## WRITTEN INSTRUCTION
Quote the full listing word for word.

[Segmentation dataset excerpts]
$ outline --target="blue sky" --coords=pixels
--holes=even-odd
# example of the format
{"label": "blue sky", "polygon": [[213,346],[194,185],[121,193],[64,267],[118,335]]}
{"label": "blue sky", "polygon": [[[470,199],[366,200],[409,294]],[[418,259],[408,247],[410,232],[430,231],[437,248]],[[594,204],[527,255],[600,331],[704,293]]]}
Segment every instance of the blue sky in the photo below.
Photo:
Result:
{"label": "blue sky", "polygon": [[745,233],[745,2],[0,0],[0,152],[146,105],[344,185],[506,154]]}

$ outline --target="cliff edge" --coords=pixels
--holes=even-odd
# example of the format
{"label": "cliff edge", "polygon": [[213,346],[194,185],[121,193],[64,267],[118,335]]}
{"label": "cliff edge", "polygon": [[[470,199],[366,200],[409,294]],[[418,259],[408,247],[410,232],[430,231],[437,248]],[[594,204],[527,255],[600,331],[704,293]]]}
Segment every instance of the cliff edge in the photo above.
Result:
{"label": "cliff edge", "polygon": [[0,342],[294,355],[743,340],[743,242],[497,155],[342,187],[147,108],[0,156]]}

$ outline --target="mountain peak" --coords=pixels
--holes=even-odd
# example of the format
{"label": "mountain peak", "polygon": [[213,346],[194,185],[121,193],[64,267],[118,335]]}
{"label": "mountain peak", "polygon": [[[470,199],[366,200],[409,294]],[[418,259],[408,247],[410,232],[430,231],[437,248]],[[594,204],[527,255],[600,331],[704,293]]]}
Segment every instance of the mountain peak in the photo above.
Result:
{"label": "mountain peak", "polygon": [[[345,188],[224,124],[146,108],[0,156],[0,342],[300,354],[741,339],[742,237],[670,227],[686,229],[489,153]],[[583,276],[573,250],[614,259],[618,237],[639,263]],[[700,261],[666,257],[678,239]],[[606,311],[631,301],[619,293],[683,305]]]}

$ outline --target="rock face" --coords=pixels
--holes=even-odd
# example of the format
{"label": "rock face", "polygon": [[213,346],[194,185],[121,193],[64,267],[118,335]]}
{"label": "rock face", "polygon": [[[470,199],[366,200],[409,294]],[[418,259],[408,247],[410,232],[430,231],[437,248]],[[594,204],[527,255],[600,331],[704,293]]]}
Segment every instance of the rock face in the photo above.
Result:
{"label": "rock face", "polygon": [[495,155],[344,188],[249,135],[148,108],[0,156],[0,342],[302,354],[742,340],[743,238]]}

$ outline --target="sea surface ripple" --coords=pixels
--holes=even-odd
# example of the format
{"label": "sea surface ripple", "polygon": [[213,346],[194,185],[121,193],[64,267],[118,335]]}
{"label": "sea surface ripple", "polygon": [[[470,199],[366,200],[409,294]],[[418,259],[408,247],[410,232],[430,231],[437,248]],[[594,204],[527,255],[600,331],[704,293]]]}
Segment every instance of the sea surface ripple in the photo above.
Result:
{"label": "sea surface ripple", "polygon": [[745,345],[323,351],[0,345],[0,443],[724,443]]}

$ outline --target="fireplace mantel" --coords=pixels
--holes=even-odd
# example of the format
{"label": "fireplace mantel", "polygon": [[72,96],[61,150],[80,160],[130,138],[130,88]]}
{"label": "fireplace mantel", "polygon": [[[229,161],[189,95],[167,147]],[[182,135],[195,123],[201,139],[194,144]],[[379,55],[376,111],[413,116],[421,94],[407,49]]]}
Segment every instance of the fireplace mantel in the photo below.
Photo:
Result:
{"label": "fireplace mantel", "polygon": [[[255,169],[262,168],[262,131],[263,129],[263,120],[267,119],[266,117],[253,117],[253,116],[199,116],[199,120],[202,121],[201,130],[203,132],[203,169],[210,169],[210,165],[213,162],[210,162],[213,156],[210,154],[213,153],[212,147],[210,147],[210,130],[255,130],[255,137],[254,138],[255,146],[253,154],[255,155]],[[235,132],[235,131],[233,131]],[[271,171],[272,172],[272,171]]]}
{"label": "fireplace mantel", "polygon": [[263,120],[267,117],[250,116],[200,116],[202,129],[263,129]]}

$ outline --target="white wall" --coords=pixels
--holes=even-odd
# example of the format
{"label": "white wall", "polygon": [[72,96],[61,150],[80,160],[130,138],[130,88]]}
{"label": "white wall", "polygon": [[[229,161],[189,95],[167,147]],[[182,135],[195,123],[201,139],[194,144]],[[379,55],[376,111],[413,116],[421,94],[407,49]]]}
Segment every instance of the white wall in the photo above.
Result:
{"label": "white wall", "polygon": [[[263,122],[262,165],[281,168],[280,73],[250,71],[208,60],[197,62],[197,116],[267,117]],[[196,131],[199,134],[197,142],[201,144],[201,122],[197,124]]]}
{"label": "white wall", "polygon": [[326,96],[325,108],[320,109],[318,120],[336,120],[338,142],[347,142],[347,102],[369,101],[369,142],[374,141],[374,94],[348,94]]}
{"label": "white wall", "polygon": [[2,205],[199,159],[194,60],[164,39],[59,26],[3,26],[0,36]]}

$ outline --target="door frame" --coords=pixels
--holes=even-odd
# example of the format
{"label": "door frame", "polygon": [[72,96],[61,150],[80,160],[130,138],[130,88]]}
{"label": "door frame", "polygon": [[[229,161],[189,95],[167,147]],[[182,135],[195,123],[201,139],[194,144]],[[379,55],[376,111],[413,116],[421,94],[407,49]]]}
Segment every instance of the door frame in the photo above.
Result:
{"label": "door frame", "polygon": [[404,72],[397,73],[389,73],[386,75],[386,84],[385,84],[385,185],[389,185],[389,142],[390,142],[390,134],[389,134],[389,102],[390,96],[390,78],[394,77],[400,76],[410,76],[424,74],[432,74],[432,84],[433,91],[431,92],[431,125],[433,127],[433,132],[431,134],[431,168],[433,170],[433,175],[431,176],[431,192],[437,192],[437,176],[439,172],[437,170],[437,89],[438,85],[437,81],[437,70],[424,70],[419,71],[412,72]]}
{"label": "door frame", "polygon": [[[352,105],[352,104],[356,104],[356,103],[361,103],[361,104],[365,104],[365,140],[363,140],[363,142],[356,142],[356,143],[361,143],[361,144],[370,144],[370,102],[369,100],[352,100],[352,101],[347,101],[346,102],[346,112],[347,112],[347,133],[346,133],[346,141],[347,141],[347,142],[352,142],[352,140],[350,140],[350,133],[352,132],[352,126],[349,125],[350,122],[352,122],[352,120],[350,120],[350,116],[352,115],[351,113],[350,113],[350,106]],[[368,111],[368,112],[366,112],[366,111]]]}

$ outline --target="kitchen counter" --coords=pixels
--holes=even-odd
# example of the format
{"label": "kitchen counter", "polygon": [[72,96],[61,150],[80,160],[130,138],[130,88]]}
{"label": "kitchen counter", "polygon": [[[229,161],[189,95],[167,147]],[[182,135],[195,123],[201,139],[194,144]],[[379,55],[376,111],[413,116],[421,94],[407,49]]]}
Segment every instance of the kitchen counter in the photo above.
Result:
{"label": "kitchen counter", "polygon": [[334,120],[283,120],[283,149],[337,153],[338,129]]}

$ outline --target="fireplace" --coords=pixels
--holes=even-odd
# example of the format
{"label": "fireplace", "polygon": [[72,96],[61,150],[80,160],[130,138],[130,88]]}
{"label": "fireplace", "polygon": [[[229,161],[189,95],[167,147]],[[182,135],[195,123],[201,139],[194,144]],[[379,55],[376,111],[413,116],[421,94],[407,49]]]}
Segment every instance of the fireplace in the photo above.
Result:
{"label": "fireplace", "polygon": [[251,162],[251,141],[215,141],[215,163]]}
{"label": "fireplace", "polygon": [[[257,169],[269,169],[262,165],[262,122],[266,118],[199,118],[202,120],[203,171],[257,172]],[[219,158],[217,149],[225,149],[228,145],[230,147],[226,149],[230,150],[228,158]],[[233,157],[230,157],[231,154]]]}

## WRITTEN SOLUTION
$ outline --target="blue sky" --coords=pixels
--holes=even-odd
# example of the format
{"label": "blue sky", "polygon": [[213,346],[194,185],[121,193],[64,267],[118,335]]}
{"label": "blue sky", "polygon": [[[470,199],[366,200],[409,294]],[[418,259],[408,247],[410,232],[430,231],[437,248]],[[594,204],[527,255],[600,331],[704,293]]]}
Segment every instance of the blue sky in the photo below.
Photo:
Result:
{"label": "blue sky", "polygon": [[745,233],[745,2],[0,0],[0,152],[146,105],[344,185],[506,154]]}

$ outline --target="cliff edge" --coords=pixels
--holes=even-odd
# example of the format
{"label": "cliff edge", "polygon": [[213,346],[194,185],[121,193],[64,267],[118,335]]}
{"label": "cliff edge", "polygon": [[[470,199],[366,200],[409,294]],[[418,259],[408,247],[410,232],[430,231],[437,248]],[[594,204],[527,255],[600,331],[704,293]]]}
Segment every instance of the cliff edge in the photo above.
Result:
{"label": "cliff edge", "polygon": [[0,342],[294,355],[743,340],[743,242],[497,155],[342,187],[147,108],[0,156]]}

$ outline --target="mountain peak" --coords=pixels
--holes=even-odd
# example of the format
{"label": "mountain peak", "polygon": [[213,346],[194,185],[121,193],[64,267],[118,335]]}
{"label": "mountain peak", "polygon": [[[470,199],[366,200],[409,294]],[[418,259],[408,247],[410,232],[430,231],[437,248]],[[594,204],[527,255],[600,331],[704,293]]]}
Segment every instance of the mountain peak in the photo above.
Result:
{"label": "mountain peak", "polygon": [[[345,188],[224,124],[146,108],[0,156],[0,342],[300,354],[741,339],[742,237],[670,227],[686,229],[489,153]],[[583,276],[573,250],[614,259],[618,237],[639,263]],[[700,261],[666,257],[678,239]],[[606,311],[631,301],[619,293],[683,305]]]}

$ outline --target="rock face" --coords=pixels
--holes=even-odd
# example of the format
{"label": "rock face", "polygon": [[213,346],[194,185],[121,193],[64,267],[118,335]]}
{"label": "rock face", "polygon": [[[470,199],[366,200],[409,294]],[[418,259],[408,247],[410,232],[430,231],[437,248]],[[594,204],[527,255],[600,331],[704,293]]]}
Segment every instance of the rock face in the photo above.
Result:
{"label": "rock face", "polygon": [[495,155],[344,188],[249,135],[148,108],[0,156],[0,342],[302,354],[742,340],[743,238]]}

$ outline --target="sea surface ripple" --coords=pixels
--holes=even-odd
# example of the format
{"label": "sea surface ripple", "polygon": [[213,346],[194,185],[121,193],[64,267],[118,335]]}
{"label": "sea surface ripple", "polygon": [[[470,199],[366,200],[409,294]],[[418,259],[408,247],[410,232],[430,231],[437,248]],[[594,204],[527,255],[600,331],[704,293]]]}
Segment every instance of the sea surface ripple in the photo above.
Result:
{"label": "sea surface ripple", "polygon": [[745,345],[323,351],[0,345],[0,443],[724,443]]}

$ outline --target="fireplace mantel" --coords=pixels
--holes=even-odd
# example of the format
{"label": "fireplace mantel", "polygon": [[72,96],[61,150],[80,160],[130,138],[130,88]]}
{"label": "fireplace mantel", "polygon": [[[229,161],[189,95],[167,147]],[[182,135],[195,123],[201,139],[194,144]],[[379,55],[376,111],[413,116],[421,94],[407,49]]]}
Segment every instance of the fireplace mantel in the photo below.
Photo:
Result:
{"label": "fireplace mantel", "polygon": [[[255,169],[262,168],[262,131],[263,129],[263,120],[267,119],[266,117],[253,117],[253,116],[199,116],[199,120],[202,121],[201,130],[203,132],[203,169],[210,169],[210,165],[213,162],[210,162],[213,156],[210,154],[213,153],[212,147],[210,147],[210,130],[255,130],[255,137],[254,138],[255,146],[253,154],[255,155]],[[235,132],[235,131],[233,131]],[[271,171],[272,172],[272,171]]]}
{"label": "fireplace mantel", "polygon": [[263,120],[267,117],[250,116],[200,116],[202,129],[263,129]]}

$ outline --target="white wall" --coords=pixels
--holes=even-odd
# example of the format
{"label": "white wall", "polygon": [[72,96],[61,150],[80,160],[130,138],[130,88]]}
{"label": "white wall", "polygon": [[[229,161],[189,95],[167,147]],[[182,135],[195,123],[201,139],[194,144]],[[379,55],[376,111],[413,116],[421,94],[407,49]]]}
Segment every instance of the white wall in the photo above.
Result:
{"label": "white wall", "polygon": [[[263,122],[262,165],[281,168],[280,73],[250,71],[208,60],[197,62],[197,116],[267,117]],[[196,131],[199,134],[197,142],[201,144],[201,122],[197,124]]]}
{"label": "white wall", "polygon": [[326,96],[325,108],[320,109],[318,120],[336,120],[338,142],[347,142],[347,102],[369,101],[369,142],[374,141],[374,94],[348,94]]}
{"label": "white wall", "polygon": [[2,205],[199,159],[194,60],[164,39],[59,26],[3,26],[0,36]]}

$ outline --target="door frame" --coords=pixels
--holes=even-odd
# example of the format
{"label": "door frame", "polygon": [[72,96],[61,150],[80,160],[130,138],[130,88]]}
{"label": "door frame", "polygon": [[[229,161],[189,95],[167,147]],[[182,135],[195,123],[201,139],[194,144]],[[379,55],[376,111],[413,116],[421,94],[407,49]]]}
Segment every instance of the door frame in the photo above.
Result:
{"label": "door frame", "polygon": [[404,72],[397,73],[389,73],[386,75],[386,84],[385,84],[385,185],[389,185],[389,142],[390,142],[390,134],[389,134],[389,102],[390,96],[390,78],[394,77],[400,76],[410,76],[424,74],[432,74],[432,84],[433,91],[431,92],[431,125],[433,127],[433,132],[431,134],[431,168],[433,170],[433,175],[431,176],[431,192],[437,192],[437,176],[439,172],[437,170],[437,89],[438,85],[437,81],[437,70],[424,70],[419,71],[412,72]]}
{"label": "door frame", "polygon": [[[352,105],[352,104],[356,104],[356,103],[361,103],[361,104],[365,104],[365,140],[363,140],[363,142],[356,142],[356,143],[361,143],[361,144],[370,144],[370,102],[369,100],[352,100],[352,101],[347,101],[346,102],[346,112],[347,112],[347,133],[346,133],[346,141],[347,141],[347,142],[352,142],[352,140],[350,140],[350,133],[352,132],[352,126],[349,125],[350,122],[352,122],[352,120],[350,120],[350,116],[352,115],[351,113],[350,113],[350,106]],[[368,111],[368,112],[366,112],[366,111]]]}

$ outline --target="kitchen counter" --coords=pixels
--holes=even-odd
# example of the format
{"label": "kitchen counter", "polygon": [[72,96],[61,150],[80,160],[130,138],[130,88]]}
{"label": "kitchen counter", "polygon": [[[229,161],[189,95],[167,147]],[[182,135],[195,123],[201,139],[194,144]],[[379,55],[376,111],[413,116],[421,94],[407,49]]]}
Segment every instance of the kitchen counter in the photo above.
Result:
{"label": "kitchen counter", "polygon": [[334,120],[283,120],[283,149],[337,153],[338,129]]}

$ outline --target="fireplace" --coords=pixels
--holes=even-odd
# example of the format
{"label": "fireplace", "polygon": [[72,96],[61,150],[80,160],[130,138],[130,88]]}
{"label": "fireplace", "polygon": [[[229,161],[189,95],[167,147]],[[182,135],[195,123],[201,139],[194,144]],[[379,55],[376,111],[413,116],[421,94],[407,49]]]}
Segment every instance of the fireplace in the photo above.
Result:
{"label": "fireplace", "polygon": [[251,162],[251,141],[215,141],[215,163]]}
{"label": "fireplace", "polygon": [[[257,169],[269,169],[262,165],[262,122],[266,118],[199,118],[202,120],[203,171],[257,172]],[[219,158],[217,149],[225,149],[228,145],[230,147],[226,149],[230,150],[228,158]],[[233,157],[230,157],[231,154]]]}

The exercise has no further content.